— Records from a data source —
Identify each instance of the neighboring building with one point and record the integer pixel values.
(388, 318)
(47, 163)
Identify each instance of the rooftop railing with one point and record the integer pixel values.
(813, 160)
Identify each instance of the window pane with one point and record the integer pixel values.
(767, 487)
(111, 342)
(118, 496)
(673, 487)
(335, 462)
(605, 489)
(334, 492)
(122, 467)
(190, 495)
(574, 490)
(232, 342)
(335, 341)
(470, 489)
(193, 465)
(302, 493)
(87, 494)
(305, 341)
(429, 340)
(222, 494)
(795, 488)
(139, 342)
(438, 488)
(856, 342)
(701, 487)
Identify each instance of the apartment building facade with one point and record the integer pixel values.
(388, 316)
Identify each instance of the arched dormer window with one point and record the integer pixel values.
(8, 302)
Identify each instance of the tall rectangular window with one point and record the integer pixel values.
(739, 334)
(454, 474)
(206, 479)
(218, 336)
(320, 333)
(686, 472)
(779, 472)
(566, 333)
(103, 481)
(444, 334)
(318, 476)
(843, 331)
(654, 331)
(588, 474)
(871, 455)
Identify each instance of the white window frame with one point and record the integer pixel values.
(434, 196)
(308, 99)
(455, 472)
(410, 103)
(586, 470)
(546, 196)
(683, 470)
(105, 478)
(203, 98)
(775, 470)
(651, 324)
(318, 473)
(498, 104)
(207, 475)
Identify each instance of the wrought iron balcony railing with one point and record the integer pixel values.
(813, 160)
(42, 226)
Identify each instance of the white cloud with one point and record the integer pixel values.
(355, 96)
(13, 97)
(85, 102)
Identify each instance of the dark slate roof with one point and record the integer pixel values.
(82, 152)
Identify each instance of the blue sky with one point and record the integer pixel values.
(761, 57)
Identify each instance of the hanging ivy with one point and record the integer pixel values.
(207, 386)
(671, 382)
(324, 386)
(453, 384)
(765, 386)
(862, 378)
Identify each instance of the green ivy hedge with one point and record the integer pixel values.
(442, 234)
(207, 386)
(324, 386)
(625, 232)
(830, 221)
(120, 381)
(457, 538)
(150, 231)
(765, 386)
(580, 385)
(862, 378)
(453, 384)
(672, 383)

— Task details —
The answer must consist of every entry, set down exactly as given.

— Task answer —
Identify each instance of the neighboring building with one point and record the integer pixel values.
(388, 318)
(47, 163)
Identify each instance of the rooftop railing with one point and record the integer pixel values.
(813, 160)
Identify each instance of the window pane with one point and record the integer pixel values.
(767, 487)
(111, 342)
(118, 496)
(673, 487)
(335, 462)
(605, 489)
(334, 492)
(122, 467)
(190, 495)
(574, 490)
(232, 342)
(335, 341)
(470, 489)
(193, 465)
(302, 493)
(87, 494)
(305, 341)
(429, 340)
(222, 494)
(795, 488)
(139, 342)
(438, 488)
(856, 342)
(701, 487)
Identify each instance of the apartment building facade with one point and record the integer pixel values.
(388, 316)
Identify each instance of the arched dormer window with one point and record the integer pixel values.
(8, 302)
Identify each instance of the tall rectangular window with one point and record the integer pixel values.
(739, 334)
(454, 474)
(206, 479)
(218, 336)
(320, 333)
(686, 472)
(779, 472)
(566, 333)
(103, 481)
(444, 334)
(318, 476)
(843, 331)
(654, 331)
(588, 474)
(871, 455)
Identify each instance of the white window frame with one point and record the integer pixel values.
(434, 196)
(308, 99)
(455, 472)
(410, 103)
(586, 470)
(546, 196)
(683, 470)
(105, 478)
(203, 98)
(775, 470)
(651, 324)
(318, 473)
(498, 104)
(207, 475)
Identify each instance of the wrought iron balcony railing with one point and record the integer pixel values.
(813, 160)
(42, 226)
Identify each instance of the white cloud with one point and record the integer pixel values.
(355, 96)
(13, 97)
(85, 102)
Identify each instance of the dark slate roof with one point and record the integer pixel values.
(82, 152)
Identify each instance of the blue sky with one point and record the integer pixel values.
(761, 57)
Identify each instance of the hanging ivy with one point and record the integer pixel values.
(207, 386)
(671, 382)
(324, 386)
(453, 384)
(765, 386)
(862, 378)
Identify each instance of the green ivy hedge with one point and record the integer pixel values.
(442, 234)
(207, 386)
(324, 386)
(625, 232)
(830, 221)
(120, 381)
(457, 538)
(150, 231)
(765, 386)
(580, 385)
(862, 378)
(453, 384)
(672, 383)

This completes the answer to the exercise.